Rows from a pointing dataset
>>>>
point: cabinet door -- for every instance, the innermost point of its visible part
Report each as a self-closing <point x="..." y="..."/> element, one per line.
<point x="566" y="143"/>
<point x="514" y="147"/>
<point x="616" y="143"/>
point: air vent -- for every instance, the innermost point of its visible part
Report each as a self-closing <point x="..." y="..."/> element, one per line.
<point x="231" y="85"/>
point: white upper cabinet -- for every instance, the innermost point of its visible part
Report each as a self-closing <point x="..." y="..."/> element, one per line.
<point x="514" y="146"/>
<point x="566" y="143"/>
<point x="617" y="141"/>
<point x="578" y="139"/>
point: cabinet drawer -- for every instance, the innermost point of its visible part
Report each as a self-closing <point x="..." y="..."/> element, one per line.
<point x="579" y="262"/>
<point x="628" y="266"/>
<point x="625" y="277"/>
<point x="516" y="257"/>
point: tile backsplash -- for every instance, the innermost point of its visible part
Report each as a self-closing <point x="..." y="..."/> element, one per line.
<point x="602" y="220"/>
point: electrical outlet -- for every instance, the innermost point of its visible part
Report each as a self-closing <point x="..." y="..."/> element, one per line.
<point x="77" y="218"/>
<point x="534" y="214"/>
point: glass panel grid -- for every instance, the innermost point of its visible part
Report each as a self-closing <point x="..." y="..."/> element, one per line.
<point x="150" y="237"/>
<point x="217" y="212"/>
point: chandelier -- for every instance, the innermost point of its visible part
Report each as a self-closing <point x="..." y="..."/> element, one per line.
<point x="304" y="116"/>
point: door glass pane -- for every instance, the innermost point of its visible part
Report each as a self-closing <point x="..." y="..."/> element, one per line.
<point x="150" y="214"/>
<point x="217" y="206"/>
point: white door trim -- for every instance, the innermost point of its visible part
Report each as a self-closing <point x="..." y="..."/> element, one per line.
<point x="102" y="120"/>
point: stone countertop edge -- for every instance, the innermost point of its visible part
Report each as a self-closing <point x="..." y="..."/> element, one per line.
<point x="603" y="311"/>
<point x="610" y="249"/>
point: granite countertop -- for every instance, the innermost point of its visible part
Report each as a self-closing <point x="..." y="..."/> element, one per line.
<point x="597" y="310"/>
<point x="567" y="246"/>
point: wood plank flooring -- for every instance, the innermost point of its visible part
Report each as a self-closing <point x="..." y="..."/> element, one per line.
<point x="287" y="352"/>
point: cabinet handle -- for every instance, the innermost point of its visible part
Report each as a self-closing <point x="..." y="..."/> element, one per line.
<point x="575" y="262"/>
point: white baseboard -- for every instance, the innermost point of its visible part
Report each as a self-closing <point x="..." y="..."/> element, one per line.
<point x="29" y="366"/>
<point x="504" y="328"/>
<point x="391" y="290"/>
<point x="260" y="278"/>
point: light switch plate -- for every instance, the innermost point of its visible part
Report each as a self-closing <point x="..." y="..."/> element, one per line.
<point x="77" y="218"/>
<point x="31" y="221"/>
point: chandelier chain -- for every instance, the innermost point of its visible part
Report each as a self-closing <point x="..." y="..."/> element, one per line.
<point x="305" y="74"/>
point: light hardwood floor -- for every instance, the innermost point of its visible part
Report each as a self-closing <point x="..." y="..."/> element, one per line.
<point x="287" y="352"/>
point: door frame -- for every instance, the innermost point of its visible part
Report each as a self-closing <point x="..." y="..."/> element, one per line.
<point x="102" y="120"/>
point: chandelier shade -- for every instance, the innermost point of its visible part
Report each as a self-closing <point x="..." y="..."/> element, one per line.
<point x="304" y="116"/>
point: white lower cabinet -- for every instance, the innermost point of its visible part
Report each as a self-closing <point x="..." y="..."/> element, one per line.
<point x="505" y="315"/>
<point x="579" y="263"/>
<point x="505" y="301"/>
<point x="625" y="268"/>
<<<<
### Stated exercise
Put the stretch of data from the line containing "point: door frame" through the end of the data into a numbered list, one line per item, leaving out any blank lines.

### Written answer
1. point: door frame -- for every instance, the innermost point of its visible part
2. Report each as a self-closing <point x="..." y="..."/> element, one per line.
3. <point x="102" y="120"/>
4. point: chandelier shade -- for every instance, the innermost point of its visible part
5. Report each as a self-closing <point x="..." y="..."/> element, one per line.
6. <point x="304" y="116"/>
7. point: white lower cabinet -- for every instance, the innermost point of its visible part
8. Report each as a self-closing <point x="..." y="..."/> element, one per line.
9. <point x="505" y="315"/>
10. <point x="579" y="263"/>
11. <point x="505" y="301"/>
12. <point x="625" y="268"/>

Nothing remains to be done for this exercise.